**Records taken from a collection**
◆ ◆ ◆
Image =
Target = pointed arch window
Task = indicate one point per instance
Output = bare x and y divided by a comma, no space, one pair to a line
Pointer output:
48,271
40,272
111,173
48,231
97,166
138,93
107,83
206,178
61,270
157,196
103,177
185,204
◆ ◆ ◆
Please rewrite the listing with "pointed arch window" switched to "arched window", leaving every other part unchanged.

Image =
Target = arched window
Task = indicate one point per instance
Output = bare x and y divided by a comma, no space, one pair to a line
Pointer output:
48,271
40,272
111,173
48,231
97,166
138,93
107,83
206,178
61,270
157,196
103,177
185,204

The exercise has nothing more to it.